The Klussendorfs are not the only ones upset about the changes being made to the program. Concerns from alumni of the program and others in the agriculture industry dominated a public listening session last week held by UW-Madison and farmer groups.

But Jennifer Blazek, director of the Farm and Industry Short Course, said the university is overhauling the program in order to save it.

The Farm and Industry Short Course dates back to 1886, when university leaders created a 12-week course for young men looking for practical instruction in farming. The program’s format has changed throughout its history, but it’s largely focused on providing a residential experience for students from rural communities to learn directly from UW-Madison professors.

In the 1970s and 80s, annual enrollment was around 200 students. But in the last decade, participation has been on a steady decline, with average annual enrollment at or under 100 students. Based on this trend, Blazek said the program was only projected to have about 20 students this fall.

“It’s a revenue-generating program. It has to support itself. And with fewer students, it makes it really hard to do that,” she said.

Blazek said university leaders implemented a strategic planning initiative in 2018 to talk about ways to improve the program, but the project was disrupted by the COVID-19 pandemic in 2020. She said recruiting and marketing efforts in the last four years have done little to halt the enrollment decline which is why university leaders believe a bigger change is needed.

The Farm and Industry Short Course will return to the program’s previous non-credit model after becoming a for-credit program in 2016, and it will now be housed under UW-Madison’s Division of Extension. Classes will be offered online, in person and using a mix of the two formats throughout the year instead of only being offered November through March. Blazek hopes the changes will mean students who previously were unable to leave their jobs on the family farm to come to Madison will now be able to participate.

“Ultimately, the goal was to make a program that was a lot more flexible and better match student’s needs where they’re at,” she said.

She said the details of the program haven’t been finalized, and university leaders hope recent listening sessions will help them determine what kinds of classes would best serve the next generation of farmers and employees of agribusinesses. Blazek said they hope to announce what classes this fall will look like by mid-May.

But some in the agriculture industry are skeptical about the process and how effective the program will be moving forward.

Jeff Lyon is head of FarmFirst Dairy Cooperative in Madison and previously worked for the Wisconsin Farm Bureau. He said he was asked to speak to Short Course students throughout his time at the Farm Bureau and saw graduates of the program go on to be leaders in their local and state Farm Bureau chapters.

- [Exercise description]: In the article on the Farm and Industry Short Course, which part of UW-Madison will now house the program?

- [Study material]:
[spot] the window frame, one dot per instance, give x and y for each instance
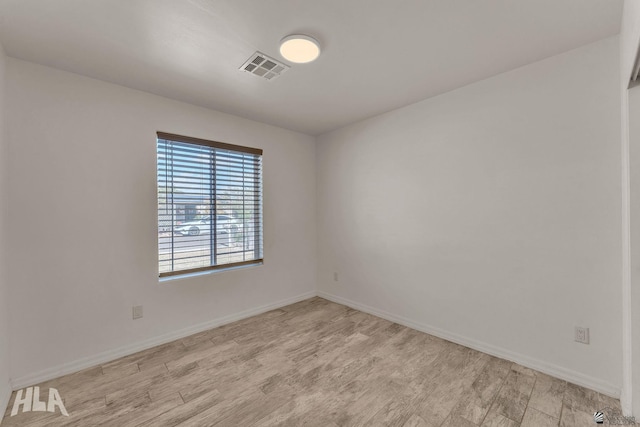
(259, 232)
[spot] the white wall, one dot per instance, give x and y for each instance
(629, 41)
(489, 215)
(83, 229)
(634, 160)
(5, 388)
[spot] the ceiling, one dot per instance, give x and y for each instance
(378, 55)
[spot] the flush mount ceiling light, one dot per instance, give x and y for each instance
(299, 48)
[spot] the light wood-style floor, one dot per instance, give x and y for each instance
(314, 363)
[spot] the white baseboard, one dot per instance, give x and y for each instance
(107, 356)
(104, 357)
(5, 396)
(529, 362)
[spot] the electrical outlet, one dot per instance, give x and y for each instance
(137, 312)
(582, 335)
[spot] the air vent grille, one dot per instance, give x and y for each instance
(264, 66)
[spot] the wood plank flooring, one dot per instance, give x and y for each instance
(314, 363)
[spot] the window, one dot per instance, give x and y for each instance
(209, 205)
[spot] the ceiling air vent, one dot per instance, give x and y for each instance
(264, 66)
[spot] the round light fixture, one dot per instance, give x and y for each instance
(299, 48)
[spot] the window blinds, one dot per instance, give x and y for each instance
(209, 205)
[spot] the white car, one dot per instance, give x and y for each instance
(224, 223)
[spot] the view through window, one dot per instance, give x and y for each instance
(209, 205)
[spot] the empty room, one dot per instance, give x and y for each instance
(319, 213)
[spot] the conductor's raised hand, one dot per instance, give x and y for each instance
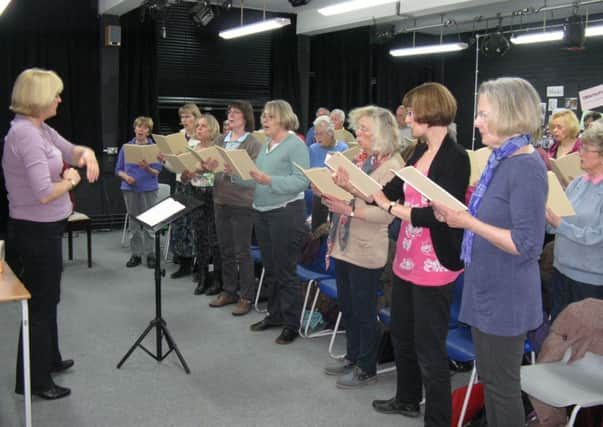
(88, 160)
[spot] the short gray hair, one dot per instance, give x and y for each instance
(593, 136)
(515, 106)
(325, 122)
(340, 113)
(386, 136)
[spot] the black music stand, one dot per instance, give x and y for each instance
(156, 219)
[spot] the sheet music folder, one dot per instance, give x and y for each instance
(167, 210)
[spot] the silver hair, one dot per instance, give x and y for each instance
(325, 122)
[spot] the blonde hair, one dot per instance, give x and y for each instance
(283, 113)
(212, 124)
(144, 121)
(34, 91)
(386, 135)
(515, 106)
(570, 120)
(190, 109)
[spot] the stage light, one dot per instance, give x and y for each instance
(528, 38)
(257, 27)
(429, 49)
(352, 5)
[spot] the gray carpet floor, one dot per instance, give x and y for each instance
(238, 377)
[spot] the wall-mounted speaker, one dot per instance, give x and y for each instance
(112, 35)
(573, 38)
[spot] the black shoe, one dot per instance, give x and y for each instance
(264, 324)
(63, 365)
(151, 262)
(287, 336)
(200, 289)
(392, 406)
(133, 261)
(184, 270)
(51, 393)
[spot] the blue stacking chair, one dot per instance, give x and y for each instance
(313, 274)
(257, 259)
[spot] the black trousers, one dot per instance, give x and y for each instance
(419, 329)
(280, 234)
(34, 251)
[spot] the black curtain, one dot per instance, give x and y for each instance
(395, 76)
(285, 70)
(137, 72)
(61, 35)
(340, 68)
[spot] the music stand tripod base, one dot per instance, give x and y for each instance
(158, 323)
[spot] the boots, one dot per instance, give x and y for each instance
(202, 279)
(186, 267)
(216, 283)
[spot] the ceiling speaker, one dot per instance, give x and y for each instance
(297, 3)
(573, 38)
(495, 44)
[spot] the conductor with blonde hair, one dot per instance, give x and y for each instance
(39, 205)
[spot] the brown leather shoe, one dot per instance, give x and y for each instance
(242, 307)
(222, 300)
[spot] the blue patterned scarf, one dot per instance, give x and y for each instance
(506, 150)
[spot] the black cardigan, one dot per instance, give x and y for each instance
(450, 169)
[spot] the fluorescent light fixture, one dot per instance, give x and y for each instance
(258, 27)
(528, 38)
(426, 50)
(594, 31)
(349, 6)
(3, 4)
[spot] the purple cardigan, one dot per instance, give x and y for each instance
(32, 162)
(501, 293)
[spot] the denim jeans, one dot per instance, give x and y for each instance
(280, 233)
(233, 226)
(357, 296)
(419, 329)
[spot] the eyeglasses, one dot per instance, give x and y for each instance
(583, 149)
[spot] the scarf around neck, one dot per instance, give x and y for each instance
(509, 147)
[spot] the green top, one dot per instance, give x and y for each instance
(288, 183)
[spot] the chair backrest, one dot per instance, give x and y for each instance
(164, 191)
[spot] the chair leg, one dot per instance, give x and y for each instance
(332, 341)
(125, 231)
(472, 380)
(572, 419)
(256, 303)
(70, 244)
(89, 241)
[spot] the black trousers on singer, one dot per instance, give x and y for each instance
(34, 252)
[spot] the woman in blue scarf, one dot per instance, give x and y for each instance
(504, 232)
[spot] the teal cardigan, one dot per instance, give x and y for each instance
(288, 183)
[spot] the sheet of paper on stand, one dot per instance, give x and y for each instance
(557, 199)
(365, 184)
(323, 181)
(429, 189)
(174, 143)
(134, 153)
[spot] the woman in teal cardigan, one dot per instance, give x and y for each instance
(280, 216)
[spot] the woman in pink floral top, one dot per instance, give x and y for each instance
(427, 260)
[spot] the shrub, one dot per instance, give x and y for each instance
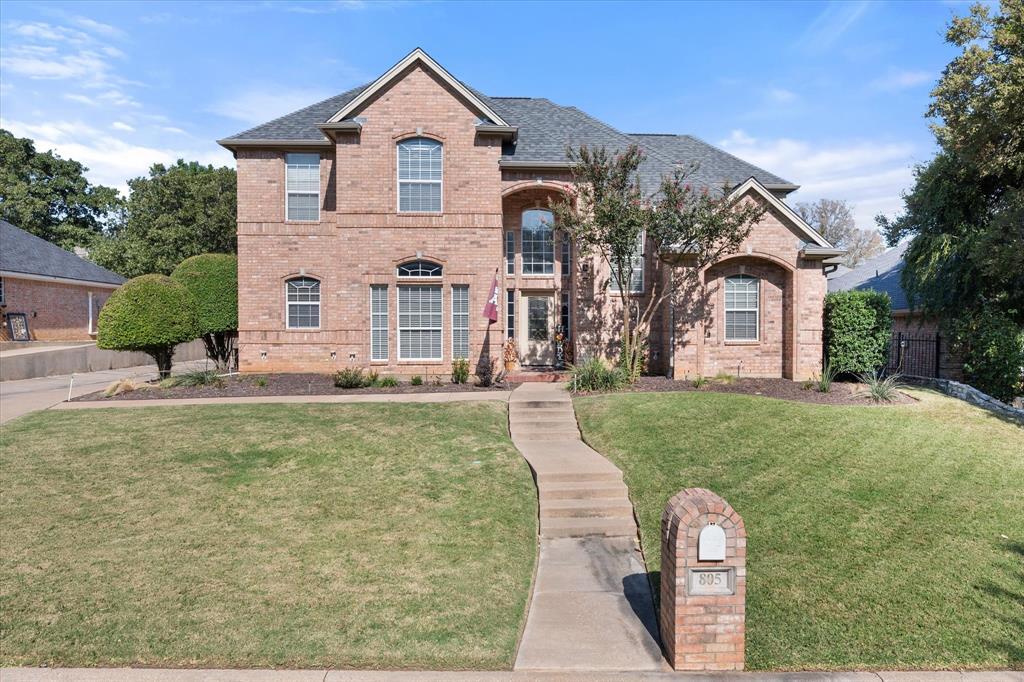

- [Problem solution]: UW-Madison's Division of Extension